▶ _PROBLEM TO WORK ON_
Quote every line of the material below word for word, in its original order.

*** WORKING DATA ***

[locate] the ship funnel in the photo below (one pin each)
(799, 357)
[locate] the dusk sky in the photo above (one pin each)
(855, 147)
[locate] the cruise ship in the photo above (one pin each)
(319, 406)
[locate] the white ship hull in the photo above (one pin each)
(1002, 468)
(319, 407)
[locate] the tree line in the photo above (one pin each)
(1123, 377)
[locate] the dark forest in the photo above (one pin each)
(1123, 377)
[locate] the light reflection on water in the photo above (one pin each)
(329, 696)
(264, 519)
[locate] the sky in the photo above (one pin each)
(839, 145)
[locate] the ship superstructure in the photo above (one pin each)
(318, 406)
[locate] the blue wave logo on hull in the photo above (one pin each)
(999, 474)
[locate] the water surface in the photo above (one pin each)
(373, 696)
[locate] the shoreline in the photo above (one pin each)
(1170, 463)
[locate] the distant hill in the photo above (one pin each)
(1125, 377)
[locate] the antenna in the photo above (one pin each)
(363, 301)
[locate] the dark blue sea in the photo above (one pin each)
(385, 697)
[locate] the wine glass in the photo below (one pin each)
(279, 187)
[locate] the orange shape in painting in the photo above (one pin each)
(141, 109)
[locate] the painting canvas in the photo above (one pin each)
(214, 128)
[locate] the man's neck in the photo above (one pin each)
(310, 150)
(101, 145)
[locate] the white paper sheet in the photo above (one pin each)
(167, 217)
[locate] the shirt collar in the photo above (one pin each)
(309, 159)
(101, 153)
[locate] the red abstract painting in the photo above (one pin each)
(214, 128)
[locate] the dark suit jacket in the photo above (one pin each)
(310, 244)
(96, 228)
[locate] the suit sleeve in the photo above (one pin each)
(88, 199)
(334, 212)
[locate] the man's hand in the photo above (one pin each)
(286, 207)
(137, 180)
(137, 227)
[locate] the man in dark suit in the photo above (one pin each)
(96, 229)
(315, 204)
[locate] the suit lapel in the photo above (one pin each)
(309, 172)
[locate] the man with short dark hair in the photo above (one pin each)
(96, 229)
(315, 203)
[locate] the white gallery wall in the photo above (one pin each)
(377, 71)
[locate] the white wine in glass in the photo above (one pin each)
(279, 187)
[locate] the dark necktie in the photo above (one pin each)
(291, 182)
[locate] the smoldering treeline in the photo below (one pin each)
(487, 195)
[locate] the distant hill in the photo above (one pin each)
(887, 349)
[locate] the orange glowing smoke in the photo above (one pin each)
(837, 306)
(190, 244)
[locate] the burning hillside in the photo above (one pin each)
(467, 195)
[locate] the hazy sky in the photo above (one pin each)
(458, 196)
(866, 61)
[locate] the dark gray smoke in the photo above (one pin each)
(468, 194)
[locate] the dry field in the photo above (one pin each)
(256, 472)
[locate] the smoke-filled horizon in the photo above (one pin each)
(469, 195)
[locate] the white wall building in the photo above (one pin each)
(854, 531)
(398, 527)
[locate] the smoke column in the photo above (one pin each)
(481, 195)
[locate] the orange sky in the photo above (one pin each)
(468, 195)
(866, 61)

***

▶ _THE RESPONSE_
[locate] the ship funnel in the photo below (one pin each)
(799, 357)
[locate] the dusk sky in the photo above (one pin each)
(855, 147)
[locate] the cruise ship in the photo above (one pin each)
(319, 406)
[locate] the white ship hull in the photo above (one pin each)
(1002, 468)
(319, 407)
[locate] the tree line in the photo above (one pin each)
(1123, 377)
[locate] the dark forest in the photo above (one pin each)
(1123, 377)
[locate] the light reflection on water in the photo above (one pin each)
(329, 696)
(264, 519)
[locate] the sky in the photo above (one pin each)
(839, 145)
[locate] the ship superstructure in the photo above (one pin each)
(318, 406)
[locate] the blue wave logo on hull in the photo above (one pin each)
(999, 474)
[locate] the water surface in the photo above (one pin each)
(373, 696)
[locate] the shoreline in the photo above (one pin each)
(1170, 463)
[locate] the distant hill in the photo above (one pin each)
(1125, 377)
[locate] the antenna in the photo above (one pin each)
(363, 301)
[locate] the dark blue sea in the photo above (one pin each)
(385, 697)
[locate] the wine glass in the photo below (one pin each)
(279, 187)
[locate] the orange shape in painting in the photo above (one pin each)
(141, 109)
[locate] the painting canvas in the photo above (one pin each)
(214, 128)
[locate] the man's neck in the photo above (one pin each)
(310, 150)
(101, 145)
[locate] the white paper sheet in the photo above (one pin each)
(167, 217)
[locate] the shirt collar in the photo above (one pin each)
(309, 159)
(101, 153)
[locate] the red abstract painting in the photo above (one pin each)
(214, 128)
[locate] the dark suit jacket in the photo above (one pin each)
(310, 244)
(96, 228)
[locate] the suit sleeve in the photo above (one pin each)
(88, 199)
(334, 212)
[locate] the man's hand in the photo above (one pin each)
(286, 207)
(137, 180)
(137, 227)
[locate] the man in dark suit in the photo above (one pin each)
(96, 229)
(315, 204)
[locate] the suit lapel in the photo above (one pin each)
(309, 172)
[locate] the man with short dark hair in the photo above (one pin each)
(96, 229)
(315, 203)
[locate] the white gallery wall in the photo above (one pin each)
(377, 71)
[locate] the white wine in glass in the photo above (one pin each)
(279, 187)
[locate] the dark necktie in the photo above (one pin each)
(291, 182)
[locate] the smoldering treeline in the photo below (one pin each)
(487, 195)
[locate] the distant hill in the photo above (one pin each)
(887, 349)
[locate] the orange glowing smoke in the photo above (one pin each)
(837, 306)
(190, 244)
[locate] the burning hillside in the photo above (one pin each)
(467, 195)
[locate] the hazy sky in the photo above (one pin each)
(458, 196)
(866, 61)
[locate] the dark gray smoke in the photo above (one pin each)
(468, 194)
[locate] the dry field in the photo above (one pin each)
(256, 472)
[locate] the smoke-filled horizon in the photo above (one pin each)
(469, 195)
[locate] the white wall building in the photo above (one pin each)
(854, 531)
(398, 527)
[locate] the smoke column in the photo above (one pin each)
(481, 195)
[locate] the orange sky in the photo above (one pin each)
(468, 195)
(866, 61)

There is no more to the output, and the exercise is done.